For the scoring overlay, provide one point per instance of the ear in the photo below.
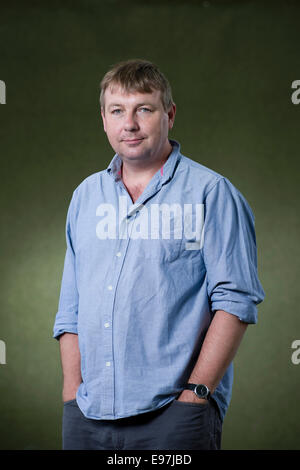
(171, 115)
(103, 119)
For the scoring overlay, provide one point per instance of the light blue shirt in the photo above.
(142, 281)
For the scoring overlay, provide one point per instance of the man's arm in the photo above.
(218, 350)
(70, 361)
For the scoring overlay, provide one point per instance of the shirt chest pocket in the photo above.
(163, 243)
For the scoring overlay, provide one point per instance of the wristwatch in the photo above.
(201, 390)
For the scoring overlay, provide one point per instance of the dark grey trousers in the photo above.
(177, 425)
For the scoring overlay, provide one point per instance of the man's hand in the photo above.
(190, 397)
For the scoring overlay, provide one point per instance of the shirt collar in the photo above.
(165, 172)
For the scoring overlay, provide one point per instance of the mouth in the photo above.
(133, 141)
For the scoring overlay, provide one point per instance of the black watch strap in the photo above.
(201, 390)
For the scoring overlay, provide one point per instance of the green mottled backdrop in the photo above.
(231, 65)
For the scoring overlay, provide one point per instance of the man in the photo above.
(159, 283)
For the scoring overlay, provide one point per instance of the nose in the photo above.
(131, 123)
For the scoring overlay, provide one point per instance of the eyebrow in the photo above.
(112, 105)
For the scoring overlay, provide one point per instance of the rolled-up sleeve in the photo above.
(230, 253)
(67, 314)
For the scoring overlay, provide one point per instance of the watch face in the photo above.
(201, 391)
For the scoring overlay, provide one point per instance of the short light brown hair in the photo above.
(137, 75)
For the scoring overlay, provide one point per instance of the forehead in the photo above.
(115, 94)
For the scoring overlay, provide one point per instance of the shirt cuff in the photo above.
(247, 312)
(59, 329)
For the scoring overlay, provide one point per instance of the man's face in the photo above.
(136, 124)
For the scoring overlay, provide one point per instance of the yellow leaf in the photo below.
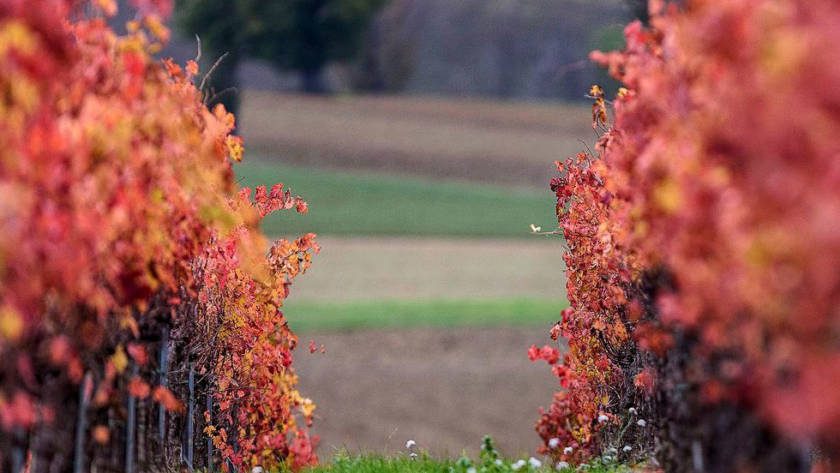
(11, 323)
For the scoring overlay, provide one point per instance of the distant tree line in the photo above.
(499, 48)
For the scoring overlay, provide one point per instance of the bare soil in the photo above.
(484, 141)
(419, 268)
(443, 388)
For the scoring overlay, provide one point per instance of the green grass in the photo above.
(345, 203)
(489, 460)
(308, 316)
(344, 463)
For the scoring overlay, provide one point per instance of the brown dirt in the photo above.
(356, 268)
(444, 388)
(512, 143)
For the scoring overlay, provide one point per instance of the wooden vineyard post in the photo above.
(81, 424)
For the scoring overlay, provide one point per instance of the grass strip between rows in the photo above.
(309, 316)
(370, 204)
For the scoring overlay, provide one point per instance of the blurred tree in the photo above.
(221, 28)
(305, 35)
(638, 9)
(299, 35)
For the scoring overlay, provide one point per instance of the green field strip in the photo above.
(358, 204)
(318, 316)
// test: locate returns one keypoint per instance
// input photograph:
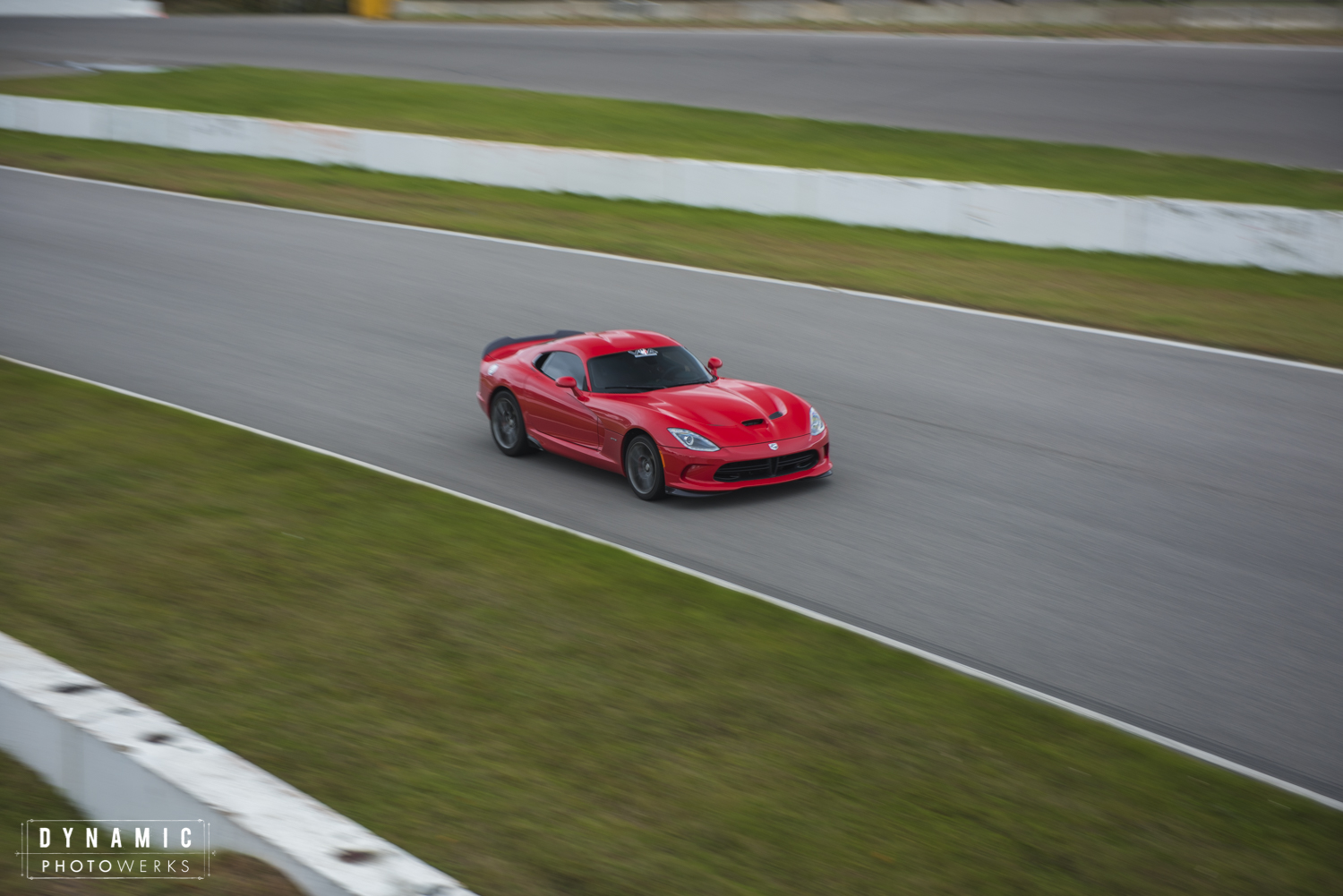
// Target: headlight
(693, 440)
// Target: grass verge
(542, 715)
(1287, 314)
(518, 115)
(24, 796)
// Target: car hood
(719, 410)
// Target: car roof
(610, 341)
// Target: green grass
(24, 796)
(1287, 314)
(543, 715)
(491, 113)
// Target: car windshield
(645, 370)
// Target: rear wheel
(644, 469)
(507, 424)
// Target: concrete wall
(81, 8)
(1283, 16)
(115, 758)
(1270, 236)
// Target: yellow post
(372, 8)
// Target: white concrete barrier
(81, 8)
(115, 758)
(1270, 236)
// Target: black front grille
(767, 468)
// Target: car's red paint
(594, 427)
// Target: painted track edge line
(819, 617)
(920, 303)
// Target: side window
(558, 364)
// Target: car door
(558, 411)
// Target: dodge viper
(639, 405)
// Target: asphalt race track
(1147, 530)
(1259, 102)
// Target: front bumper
(695, 471)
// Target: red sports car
(639, 405)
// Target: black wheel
(644, 469)
(507, 424)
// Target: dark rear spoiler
(509, 340)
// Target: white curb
(115, 758)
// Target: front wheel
(644, 469)
(507, 424)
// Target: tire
(644, 469)
(507, 424)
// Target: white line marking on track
(919, 303)
(891, 643)
(845, 35)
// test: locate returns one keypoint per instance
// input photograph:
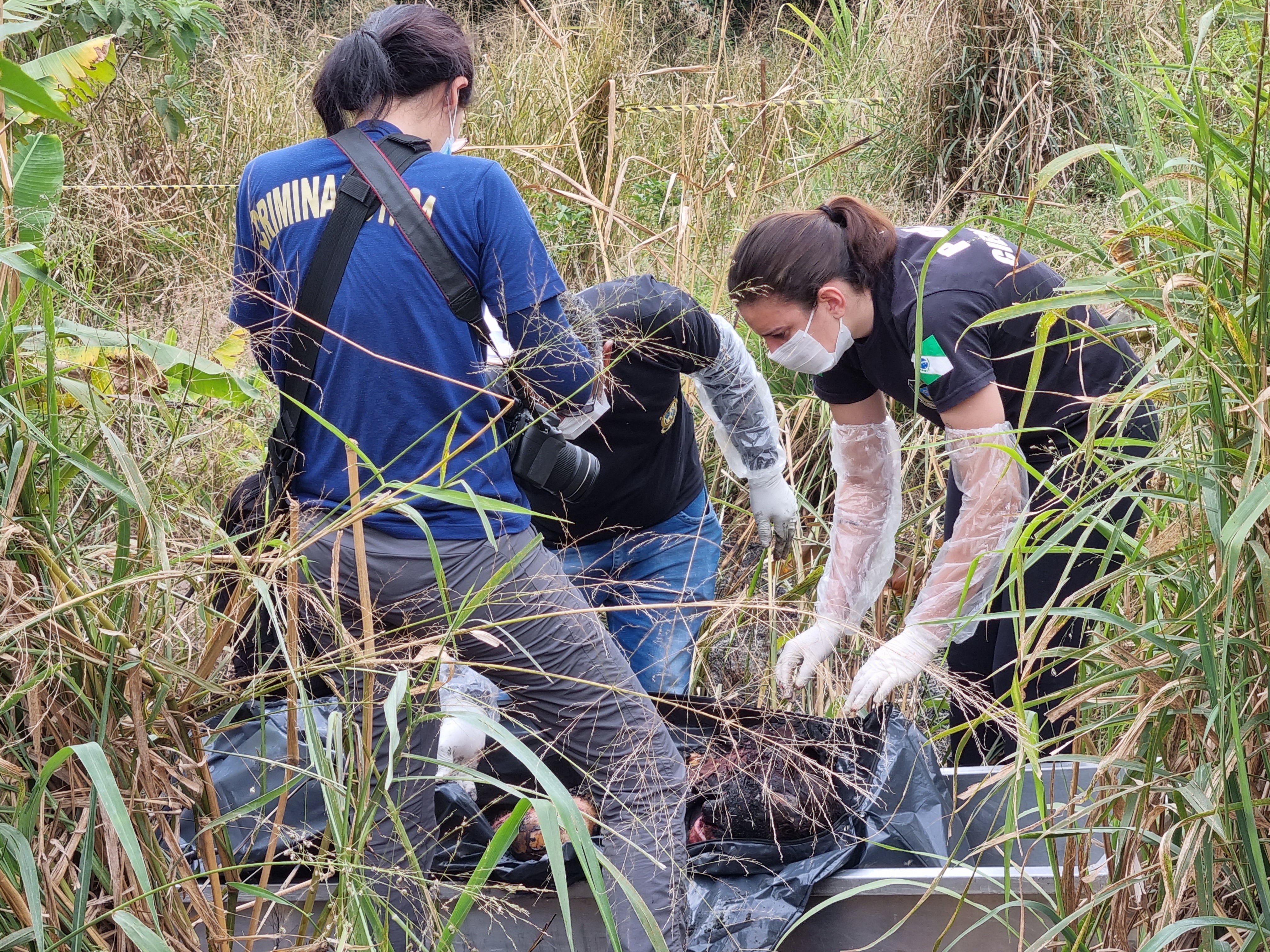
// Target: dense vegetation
(1126, 145)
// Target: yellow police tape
(129, 188)
(710, 107)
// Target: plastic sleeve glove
(736, 398)
(985, 464)
(867, 513)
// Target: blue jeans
(658, 569)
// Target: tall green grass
(108, 502)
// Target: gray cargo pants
(568, 680)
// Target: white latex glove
(775, 508)
(896, 663)
(459, 743)
(803, 653)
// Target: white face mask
(803, 353)
(577, 424)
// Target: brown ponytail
(793, 254)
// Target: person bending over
(646, 542)
(406, 379)
(873, 310)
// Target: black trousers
(1078, 557)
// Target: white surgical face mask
(803, 353)
(577, 424)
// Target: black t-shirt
(970, 277)
(646, 445)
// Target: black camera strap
(374, 181)
(420, 233)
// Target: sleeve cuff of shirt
(964, 393)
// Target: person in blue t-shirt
(401, 375)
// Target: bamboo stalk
(293, 733)
(364, 592)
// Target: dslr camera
(541, 457)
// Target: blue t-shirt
(398, 371)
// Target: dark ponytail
(793, 254)
(399, 53)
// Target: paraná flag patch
(935, 364)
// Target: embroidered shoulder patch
(671, 413)
(935, 364)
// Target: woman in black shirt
(876, 310)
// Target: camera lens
(575, 474)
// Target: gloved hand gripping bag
(867, 511)
(985, 464)
(737, 400)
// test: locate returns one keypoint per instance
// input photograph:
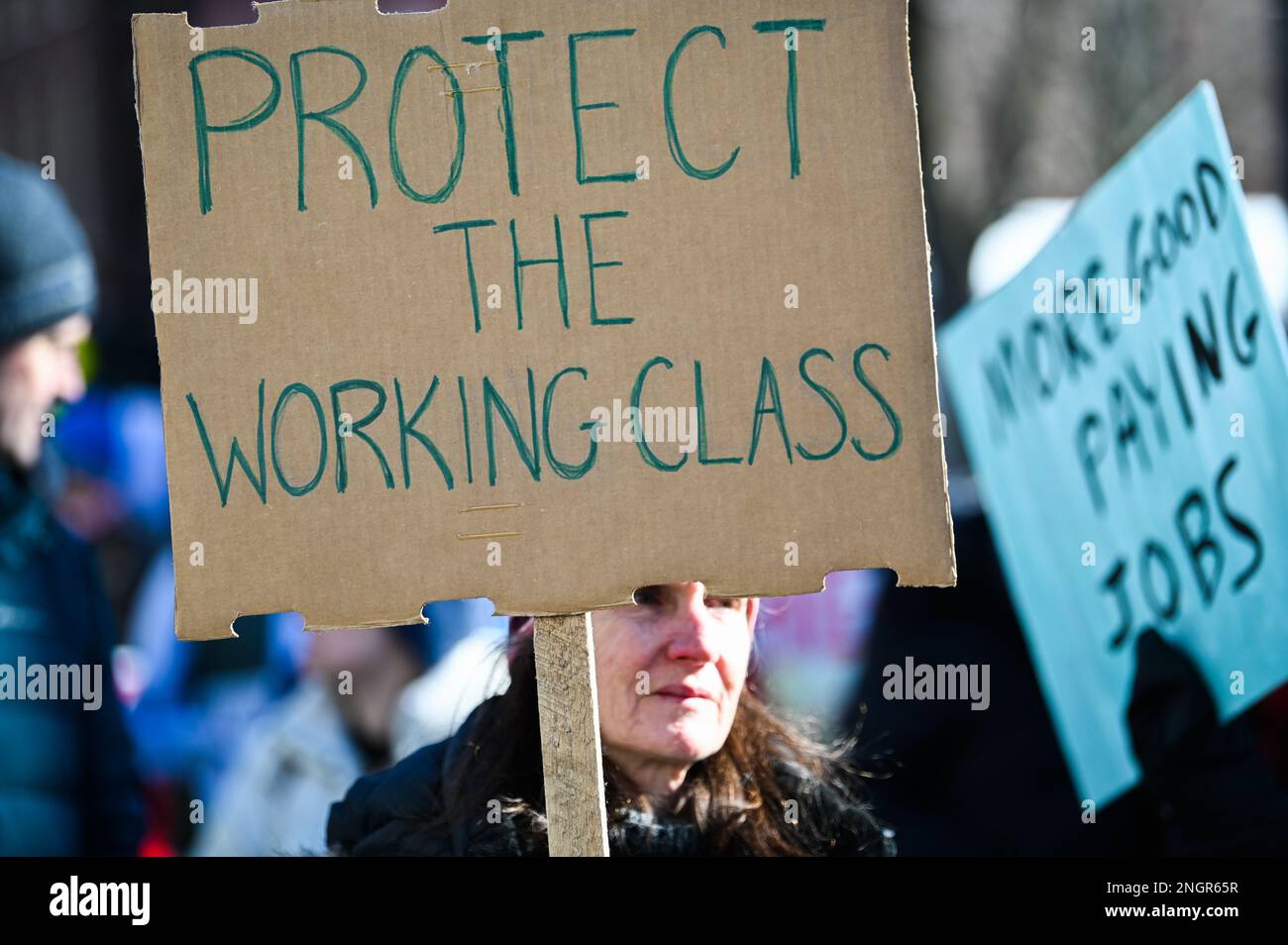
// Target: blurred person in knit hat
(695, 763)
(67, 785)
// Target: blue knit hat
(47, 271)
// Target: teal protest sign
(1125, 406)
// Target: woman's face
(670, 671)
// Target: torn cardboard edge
(810, 586)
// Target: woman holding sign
(695, 763)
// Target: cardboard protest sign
(1124, 404)
(539, 301)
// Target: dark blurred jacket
(67, 779)
(395, 812)
(996, 782)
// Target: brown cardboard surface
(348, 291)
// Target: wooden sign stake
(570, 735)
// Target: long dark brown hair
(738, 797)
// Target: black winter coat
(393, 812)
(67, 781)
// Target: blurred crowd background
(1026, 121)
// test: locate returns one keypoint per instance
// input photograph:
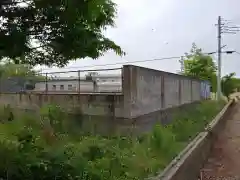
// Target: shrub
(26, 154)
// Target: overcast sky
(149, 29)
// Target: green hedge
(26, 152)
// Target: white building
(99, 83)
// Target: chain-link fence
(81, 81)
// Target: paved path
(224, 160)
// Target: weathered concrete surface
(224, 160)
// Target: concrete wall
(85, 86)
(148, 96)
(148, 91)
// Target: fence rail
(81, 81)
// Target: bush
(26, 154)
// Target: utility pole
(219, 91)
(224, 27)
(182, 64)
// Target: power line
(121, 63)
(129, 62)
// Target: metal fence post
(46, 83)
(79, 80)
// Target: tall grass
(41, 149)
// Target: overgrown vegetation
(201, 66)
(39, 150)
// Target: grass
(32, 149)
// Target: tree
(10, 69)
(52, 32)
(201, 66)
(228, 85)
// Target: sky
(154, 29)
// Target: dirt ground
(224, 160)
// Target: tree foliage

--*--

Task statement -
Output the full set of records above without changing a word, and drop the images.

Task result -
For the scoring overlay, provide one point per instance of the ear in the photo below.
(171, 115)
(103, 119)
For the scoring overlay, provide one point per instance of the light blue shirt in the photo above.
(142, 281)
For the scoring overlay, provide one point per instance of the man's arm in the photo above.
(218, 350)
(70, 361)
For the scoring overlay, provide one point per instance of the shirt chest pocket in the photo above.
(163, 243)
For the scoring overlay, provide one point per instance of the wristwatch in the photo above.
(201, 390)
For the scoring overlay, provide one point per instance of the dark grey trousers in the photo above.
(177, 425)
For the scoring overlay, provide one point per instance of the man's hand in the photo above.
(190, 397)
For the scoring overlay, provide one point per instance of the shirt collar in the photo above.
(165, 172)
For the scoring overlay, provide one point per instance of the mouth in the photo above.
(133, 141)
For the scoring overlay, provide one point per instance of the black watch strap in the photo above.
(201, 390)
For the scoring overlay, provide one point per instance of the green mottled backdrop in the photo above.
(231, 65)
For the scoring overlay, provide one point per instance of the man in the photo above.
(159, 283)
For the scoring overlay, provide one point per instance of the nose in the photo above.
(131, 123)
For the scoring overlay, provide one point per instance of the eyebrow in the photo above.
(112, 105)
For the scoring overlay, provide one point per instance of the rolled-up sleeve in the photo above.
(230, 253)
(67, 314)
For the scoring overlay, provide one point per instance of the watch face in the photo above.
(201, 391)
For the scoring overlay, provide one point per instance of the short light brown hair in the photo above.
(137, 75)
For the scoring overlay, provide one point per instance of the forehead in the photo above.
(115, 94)
For the scoring overlay, provide one point per instance of the shirt cuff in the photo above.
(247, 312)
(59, 329)
For the scoring overlay, provide one point per instance of the man's face in the photo above.
(136, 124)
For the scoring overlay, provide one point per instance of the yellow leaf in the photo below.
(11, 323)
For the scoring overlay, provide one point per instance of the distant tree line in the photo above.
(499, 48)
For the scoring overlay, provide one point per instance of the bare soil in the photo above.
(484, 141)
(419, 268)
(443, 388)
For the scoring overlay, provide one point per instance of the green grass in the photo above.
(345, 203)
(489, 460)
(308, 316)
(344, 463)
For the scoring overlay, provide one point per instance of the brown dirt in the photo above.
(356, 268)
(444, 388)
(512, 143)
For the scoring overlay, provide one point per instance of the wooden vineyard post in the photo above.
(81, 424)
For the scoring overlay, provide one point per instance of the grass strip between rows in the photo above.
(309, 316)
(370, 204)
For the scoring overlay, provide one point per instance of the blurred tree in the photo above.
(221, 28)
(305, 35)
(638, 9)
(299, 35)
For the scoring overlay, provide one point per instance of the green field strip in the photo above.
(358, 204)
(318, 316)
// test: locate returns one keypoint per instance
// input photograph:
// Target: headlight
(693, 440)
// Target: grass verge
(542, 715)
(1287, 314)
(518, 115)
(24, 796)
// Target: car hood
(719, 410)
// Target: car roof
(610, 341)
// Target: green grass
(24, 796)
(1287, 314)
(543, 715)
(491, 113)
// Target: car windshield
(645, 370)
// Target: rear wheel
(644, 469)
(507, 424)
// Target: concrete wall
(81, 8)
(1283, 16)
(115, 758)
(1270, 236)
// Target: yellow post
(372, 8)
// Target: white concrete barrier
(81, 8)
(115, 758)
(1270, 236)
// Target: black front grille
(767, 468)
// Target: car's red paint
(594, 427)
// Target: painted track edge line
(819, 617)
(920, 303)
// Target: side window
(558, 364)
// Target: car door
(558, 411)
// Target: dodge viper
(639, 405)
// Target: asphalt race track
(1147, 530)
(1259, 102)
// Target: front bumper
(695, 471)
// Target: red sports car
(639, 405)
// Target: black wheel
(644, 469)
(507, 424)
// Target: dark rear spoiler
(509, 340)
// Target: white curb
(115, 758)
// Target: front wheel
(644, 469)
(507, 424)
// Target: tire
(644, 469)
(507, 424)
// Target: white line marking on track
(919, 303)
(891, 643)
(845, 35)
// test: locate returns one keypoint per instance
// input photograph:
// Target: dense vegetation
(1126, 145)
// Target: yellow police tape
(129, 188)
(710, 107)
// Target: plastic sleeve glove
(736, 398)
(985, 464)
(867, 513)
// Target: blue jeans
(658, 569)
// Target: tall green grass
(108, 502)
// Target: gray cargo pants
(568, 680)
// Target: white latex glove
(775, 508)
(896, 663)
(459, 743)
(803, 653)
// Target: white face mask
(803, 353)
(577, 424)
// Target: brown ponytail
(793, 254)
// Target: person bending over
(646, 542)
(406, 379)
(873, 310)
// Target: black trousers
(1078, 557)
// Target: white surgical face mask
(803, 353)
(577, 424)
// Target: black t-shirt
(970, 277)
(646, 445)
// Target: black camera strap
(374, 181)
(420, 233)
// Target: sleeve cuff of shirt
(964, 393)
// Target: person in blue t-shirt
(401, 375)
// Target: bamboo stalk
(293, 733)
(364, 592)
// Target: dslr camera
(541, 457)
// Target: blue t-shirt
(398, 371)
// Target: dark ponytail
(793, 254)
(399, 53)
// Target: paraná flag patch
(935, 364)
// Target: embroidered shoulder patch
(671, 413)
(935, 364)
// Target: woman in black shirt
(876, 310)
// Target: camera lens
(575, 474)
// Target: gloved hand gripping bag
(867, 511)
(985, 464)
(737, 400)
// test: locate returns one keypoint per instance
// input photograph:
// Target: blurred person in knit hat
(695, 763)
(67, 785)
// Target: blue knit hat
(47, 271)
// Target: teal protest sign
(1125, 406)
// Target: woman's face
(670, 671)
// Target: torn cardboard edge
(810, 586)
// Target: woman holding sign
(695, 763)
// Target: cardboard protest sign
(1124, 404)
(539, 301)
// Target: dark blurred jacket
(67, 779)
(395, 812)
(996, 782)
// Target: brown cardboard surface
(348, 291)
// Target: wooden sign stake
(570, 735)
// Target: long dark brown hair
(738, 797)
// Target: black winter coat
(393, 812)
(67, 781)
// Target: blurred crowd background
(1026, 121)
// test: locate returns one keypoint per instance
// input photograph:
// Target: shrub
(26, 154)
// Target: overcast sky
(149, 29)
// Target: green hedge
(26, 152)
// Target: white building
(99, 83)
// Target: chain-link fence
(81, 81)
// Target: paved path
(224, 160)
// Target: weathered concrete surface
(224, 160)
// Target: concrete wall
(85, 86)
(148, 96)
(148, 91)
// Target: fence rail
(81, 81)
// Target: bush
(26, 154)
// Target: utility pole
(219, 91)
(224, 27)
(182, 64)
// Target: power line
(121, 63)
(129, 62)
// Target: metal fence post
(46, 83)
(79, 80)
// Target: tall grass
(41, 149)
// Target: overgrown vegetation
(201, 66)
(39, 150)
// Target: grass
(32, 149)
// Target: tree
(10, 69)
(52, 32)
(201, 66)
(228, 85)
// Target: sky
(154, 29)
// Target: dirt ground
(224, 160)
// Target: tree foliage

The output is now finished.